## WHAT TO WORK ON
**A)** Please reproduce the passage of the RAW processing thread starting with "Comparing files DSCF3954(X-Trans).RAF.NoWB.ppm" and going on through "< m_raw_proc->imgdata.sizes.width; c++)".
**B)** Continue the RAW processing thread from its last line.
-- begin TEXT EXTRACT --
Short answer:
- you need to subtract black level values from (unaltered) RAW values
- than multiply to normalized per-channel WB coefficients.
Long(er) answer: use subtract_black(), scale_colors() and pre_inteprolate() functions code as a reference, these functions are called before interpolation (demosaic) call to perform data ajustments before debayering.
D:\Users\amonra\Documents\Astrophotography\DSS Test Images>dcraw_emu -v -v -r 1.0 1.0 1.0 1.0 "DSCF3954(X-Trans).RAF"
Processing file DSCF3954(X-Trans).RAF
Reading metadata finished
Starting Reading RAW data (expecting 2 iterations)
Reading RAW data finished
Starting Scaling colors (expecting 2 iterations)
Scaling colors finished
Starting Pre-interpolating (expecting 2 iterations)
Pre-interpolating finished
Starting Converting to RGB (expecting 2 iterations)
Converting to RGB finished
Writing file DSCF3954(X-Trans).RAF.ppm
D:\Users\amonra\Documents\Astrophotography\DSS Test Images>rename "DSCF3954(X-Trans).RAF.ppm" "DSCF3954(X-Trans).RAF.NoWB.ppm"
D:\Users\amonra\Documents\Astrophotography\DSS Test Images>dcraw_emu -v -v "DSCF3954(X-Trans).RAF"
Processing file DSCF3954(X-Trans).RAF
Reading metadata finished
Starting Reading RAW data (expecting 2 iterations)
Reading RAW data finished
Starting Scaling colors (expecting 2 iterations)
Scaling colors finished
Starting Pre-interpolating (expecting 2 iterations)
Pre-interpolating finished
Starting Converting to RGB (expecting 2 iterations)
Converting to RGB finished
Writing file DSCF3954(X-Trans).RAF.ppm
D:\Users\amonra\Documents\Astrophotography\DSS Test Images>fc "DSCF3954(X-Trans).RAF.NoWB.ppm" "DSCF3954(X-Trans).RAF.ppm"
Comparing files DSCF3954(X-Trans).RAF.NoWB.ppm and DSCF3954(X-TRANS).RAF.PPM
FC: no differences encountered
D:\Users\amonra\Documents\Astrophotography\DSS Test Images>
I can now decode images from Canon DSLRs that only show the active area. My test code now looks like this:
m_raw_proc->open_buffer(data, size);
m_raw_proc->unpack();
int pos = 0;
int top_margin = m_raw_proc->imgdata.sizes.top_margin;
int left_margin = m_raw_proc->imgdata.sizes.left_margin;
int raw_pitch = m_raw_proc->imgdata.sizes.raw_pitch / 2;
for (int r = 0; r < m_raw_proc->imgdata.sizes.height; r++)
{
for (int c = 0; c < m_raw_proc->imgdata.sizes.width; c++)
{
buffer[pos] = m_raw_proc->imgdata.rawdata.raw_image[(r + top_margin) * raw_pitch + left_margin + c];
pos++;
}
}
After this code has run, I have undebayered data in buffer[]. This works very well but I have no idea how to apply the in-camera white balance. I would be grateful if you would be able to explain how I apply a white balance or direct me to a resource that explains this. Indeed, is this even possible without using the dcraw functions?
Theoretical part:
1) Many (not all) digital cameras have 'masked' (opaque) pixel areas (or black frame), so image area is less than full sensor area. These black pixels may be used for black level calibration, banding suppression, etc (the area that may be used is specific for camera model, so we do not discuss it now).
2) imgdata.rawdata.raw_image[] array contains full sensor area decoded from RAW files. It need to be cropped on processing to exclude black frame.
-- end TEXT EXTRACT --
-- begin ENTRIES PROVIDED --
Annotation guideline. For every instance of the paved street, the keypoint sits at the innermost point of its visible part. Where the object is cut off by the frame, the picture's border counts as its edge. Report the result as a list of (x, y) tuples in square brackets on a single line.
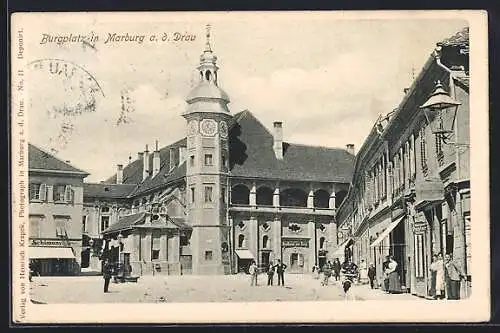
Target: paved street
[(235, 288)]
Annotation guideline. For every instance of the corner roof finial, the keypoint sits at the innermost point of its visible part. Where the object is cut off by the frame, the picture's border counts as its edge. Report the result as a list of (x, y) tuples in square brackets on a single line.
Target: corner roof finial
-- end ENTRIES PROVIDED --
## TASK-BY-TASK ANSWERS
**A)**
Comparing files DSCF3954(X-Trans).RAF.NoWB.ppm and DSCF3954(X-TRANS).RAF.PPM
FC: no differences encountered
D:\Users\amonra\Documents\Astrophotography\DSS Test Images>
I can now decode images from Canon DSLRs that only show the active area. My test code now looks like this:
m_raw_proc->open_buffer(data, size);
m_raw_proc->unpack();
int pos = 0;
int top_margin = m_raw_proc->imgdata.sizes.top_margin;
int left_margin = m_raw_proc->imgdata.sizes.left_margin;
int raw_pitch = m_raw_proc->imgdata.sizes.raw_pitch / 2;
for (int r = 0; r < m_raw_proc->imgdata.sizes.height; r++)
{
for (int c = 0; c < m_raw_proc->imgdata.sizes.width; c++)

**B)**
There are several variables in imgdata.sizes that describes sensor area:
- raw_width, raw_height - full sensor size.
- raw_pitch - row pitch (in bytes! so divide it by 2 for raw_image, by 6 for color3_image) in rawdata.* pointers. Usually raw_pitch is just raw_width *2, but this not always so (eg. if file decoded via DNG SDK).
- top_margin, left_maring - pixel coordinates for top-left image visible area
- width, height - size of visible area (there is some special case for Fuji Super-CCD sensors used on very old cameras; let's drop it).
So, there are two ways to use:
A. Continue to use imgdata.rawdata.raw_image array w/o copying it into imgdata.image.
You'll need to change your all-pixel loops to something like (i'll skip some imgdata.sizes prefixes to shorten statements...)
// srow - source row, drow - dest row, same for col
B. Use LibRaw::raw2image() call:
This call will allocate imdata.image[..][4] array with 4-components per pixel.
After this call, 3 out of 4 components are zero, and only image[row*width+col][COLOR(row,col)] is not.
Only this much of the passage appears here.